- _Exercise goal_:
The required result is the exact run of lines beginning at the one containing "Could you please locate the white" and ending at the last line of the entries.
--*--
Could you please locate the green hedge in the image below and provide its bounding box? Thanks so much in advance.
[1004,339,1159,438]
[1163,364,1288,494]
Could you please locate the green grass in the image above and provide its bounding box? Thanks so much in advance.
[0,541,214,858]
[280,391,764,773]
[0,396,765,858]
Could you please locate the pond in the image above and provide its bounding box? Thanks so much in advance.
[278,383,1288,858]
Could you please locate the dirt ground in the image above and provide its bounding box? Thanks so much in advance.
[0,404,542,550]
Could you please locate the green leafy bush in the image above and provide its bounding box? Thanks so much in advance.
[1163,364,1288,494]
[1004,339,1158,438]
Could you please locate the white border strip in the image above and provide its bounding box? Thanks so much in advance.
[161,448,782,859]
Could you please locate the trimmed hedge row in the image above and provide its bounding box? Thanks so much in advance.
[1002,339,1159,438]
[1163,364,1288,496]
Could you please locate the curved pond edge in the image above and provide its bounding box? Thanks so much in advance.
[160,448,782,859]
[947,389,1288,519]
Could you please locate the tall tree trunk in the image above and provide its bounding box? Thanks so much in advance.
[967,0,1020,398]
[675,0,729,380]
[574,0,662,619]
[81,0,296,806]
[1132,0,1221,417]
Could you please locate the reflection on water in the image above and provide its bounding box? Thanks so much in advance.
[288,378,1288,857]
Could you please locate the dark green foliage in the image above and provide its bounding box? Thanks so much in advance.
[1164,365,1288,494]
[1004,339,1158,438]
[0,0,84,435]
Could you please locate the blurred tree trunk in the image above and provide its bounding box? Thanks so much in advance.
--*--
- _Written answer_:
Could you please locate the white border strip in the image above and provide its bounding box? Thanks so much in advance.
[161,448,782,859]
Could you please locate the trimmed hedge row in the image above and provide its bounding box? Thanks so much in advance.
[1002,339,1159,438]
[1163,364,1288,496]
Could you please locate the curved pond edge in the image above and provide its bounding box? Thanks so much in advance.
[160,448,782,859]
[947,389,1288,519]
Could you please locate the tall tree trunk in the image above and provide its bounding box? Thanks so much in advance.
[967,0,1020,398]
[675,0,729,380]
[574,0,662,619]
[81,0,296,806]
[1132,0,1221,417]
Could you please locate the reflection on water in the image above and provide its bounding box? Thanks so much in advance.
[288,378,1288,857]
Could you please locate the dark green foliage in the image above and provide its bounding box? Thanks so much in advance.
[1164,365,1288,494]
[1004,339,1158,438]
[0,0,84,435]
Could you please locate the blurred tree trunk in the image above and provide its bounding box? Thanks so much in advance.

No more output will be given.